Start TEXT EXCERPT

When sending plain text, the font you choose has no effect on what your recipients see—it's purely for your own viewing.
- Make links clickable. When referencing e-mail or web addresses, make sure they are cleanly separated from other text. Web addresses (URLs) should sit on a separate line if possible, and be prepended with the https:// identifier to help ensure they're "clickable" at the other end, while e-mail addresses do not require the mailto: prefix:
https://www.penmachine.com
dkmiller@penmachine.com
When putting e-mail and web addresses inline into a sentence (or, in fact, anytime), you might wish to enclose them in <angle brackets>, especially to avoid problems where they might absorb surrounding punctuation into becoming underlined and clickable, such as at the end of a sentence: <dkmiller@penmachine.com>. Angle brackets are also useful for long URLs that break across lines:
<https://www.penmachine.com/photoessays/2002_06_aerial/
Pages/10.html>
- Use sensible subject lines. If you're starting a conversation, make the subject line short (maximum 40-50 characters if you can) but informative. "Subject: Billie Burke" doesn't tell me much. Has she been fired? Promoted? Is she dead? Is it her birthday? Did she have a baby? Is she away from her desk for 15 minutes? Are we clarifying that it's "Burke" with an e? "Subject: Birthday card for Billie Burke" helps a lot.

End TEXT EXCERPT

* _PROMPT A_:
Answer these questions using the e-mail tips excerpt:
(i) When sending plain text, does the chosen font affect what recipients see?
(ii) Which prefix should be added to web addresses to help make them clickable?
(iii) What maximum length is suggested for a subject line?
The listing after this point is unrelated to the e-mail tips excerpt.

Start RECORDS TO PROCESS

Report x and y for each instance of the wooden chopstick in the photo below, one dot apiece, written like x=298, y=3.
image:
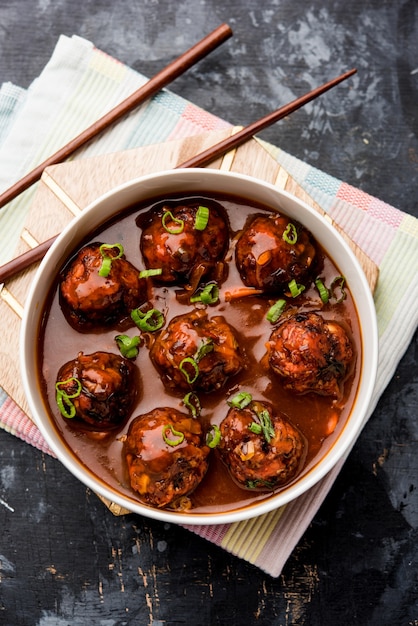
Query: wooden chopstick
x=241, y=136
x=150, y=88
x=8, y=270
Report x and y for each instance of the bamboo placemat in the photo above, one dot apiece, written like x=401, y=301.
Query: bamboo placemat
x=66, y=189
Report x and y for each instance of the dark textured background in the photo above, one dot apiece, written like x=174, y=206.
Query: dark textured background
x=64, y=559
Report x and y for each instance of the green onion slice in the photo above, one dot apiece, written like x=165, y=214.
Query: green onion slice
x=295, y=289
x=176, y=440
x=190, y=369
x=66, y=407
x=338, y=283
x=150, y=272
x=128, y=346
x=202, y=218
x=323, y=291
x=205, y=347
x=266, y=425
x=213, y=437
x=241, y=400
x=192, y=402
x=208, y=295
x=275, y=311
x=255, y=428
x=168, y=218
x=148, y=321
x=290, y=234
x=105, y=267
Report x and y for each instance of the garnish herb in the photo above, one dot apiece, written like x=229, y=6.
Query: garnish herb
x=167, y=219
x=202, y=218
x=105, y=267
x=275, y=311
x=178, y=437
x=66, y=407
x=128, y=346
x=205, y=347
x=189, y=368
x=150, y=272
x=213, y=437
x=323, y=291
x=241, y=400
x=290, y=234
x=208, y=295
x=192, y=402
x=148, y=321
x=295, y=289
x=265, y=426
x=338, y=283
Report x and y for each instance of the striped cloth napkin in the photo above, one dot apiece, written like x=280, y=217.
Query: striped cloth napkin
x=80, y=84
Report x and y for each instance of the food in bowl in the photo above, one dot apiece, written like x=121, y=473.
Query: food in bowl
x=235, y=390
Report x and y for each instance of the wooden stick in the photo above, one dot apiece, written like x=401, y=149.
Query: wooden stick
x=25, y=260
x=240, y=137
x=151, y=87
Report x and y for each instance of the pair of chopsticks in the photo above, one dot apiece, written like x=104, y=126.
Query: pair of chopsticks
x=155, y=84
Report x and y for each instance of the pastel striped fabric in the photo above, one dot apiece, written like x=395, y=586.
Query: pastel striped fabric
x=78, y=85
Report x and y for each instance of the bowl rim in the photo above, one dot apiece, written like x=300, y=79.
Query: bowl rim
x=61, y=248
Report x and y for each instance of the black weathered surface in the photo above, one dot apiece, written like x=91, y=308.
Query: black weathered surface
x=64, y=559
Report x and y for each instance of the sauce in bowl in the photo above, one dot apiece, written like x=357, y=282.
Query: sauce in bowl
x=319, y=418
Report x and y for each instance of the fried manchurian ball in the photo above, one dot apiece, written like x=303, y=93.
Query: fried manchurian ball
x=89, y=299
x=261, y=448
x=174, y=241
x=195, y=352
x=166, y=456
x=272, y=251
x=310, y=353
x=102, y=387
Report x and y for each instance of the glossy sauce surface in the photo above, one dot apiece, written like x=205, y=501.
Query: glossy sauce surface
x=319, y=418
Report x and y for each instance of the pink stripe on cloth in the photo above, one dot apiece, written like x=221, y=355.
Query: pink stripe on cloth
x=16, y=422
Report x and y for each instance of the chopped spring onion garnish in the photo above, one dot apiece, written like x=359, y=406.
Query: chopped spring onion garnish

End RECORDS TO PROCESS

* _PROMPT B_:
Edit the listing, starting with its first line and going on through the line with "x=66, y=189". Replace "wooden chopstick" with "bamboo chopstick" and keep everything else unchanged. Return only those lines, leaving out the pictures.

* _FINAL RESULT A_:
(i) No. The font is purely for your own viewing.
(ii) The https:// identifier.
(iii) 40-50 characters, if you can manage it.

* _FINAL RESULT B_:
Report x and y for each instance of the bamboo chopstick in the photo below, one dot apiece, written like x=298, y=3.
image:
Query: bamboo chopstick
x=241, y=136
x=150, y=88
x=8, y=270
Report x and y for each instance of the bamboo placemat in the photo above, one dot apiece, written like x=401, y=301.
Query: bamboo placemat
x=66, y=189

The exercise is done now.